[Records from a data collection]
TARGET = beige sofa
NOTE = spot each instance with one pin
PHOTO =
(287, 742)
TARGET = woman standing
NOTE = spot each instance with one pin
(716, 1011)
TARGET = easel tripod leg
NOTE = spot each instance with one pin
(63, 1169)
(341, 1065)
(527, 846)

EXERCISE PROMPT:
Turn the records above into a Markdown table with two columns, Row and Line. Give each nonblank line its own numbered row.

RESPONSE TO THIS TASK:
| Row | Line |
|---|---|
| 1 | TARGET = beige sofa |
| 2 | NOTE = spot each instance with one pin |
| 3 | PHOTO = |
| 4 | (287, 742) |
| 5 | TARGET = woman standing |
| 6 | NOTE = spot each instance with one pin |
| 7 | (716, 1011) |
| 8 | TARGET = easel tripod leg |
| 9 | NOTE = spot each instance with one pin |
| 10 | (63, 1169) |
| 11 | (341, 1065) |
| 12 | (527, 846) |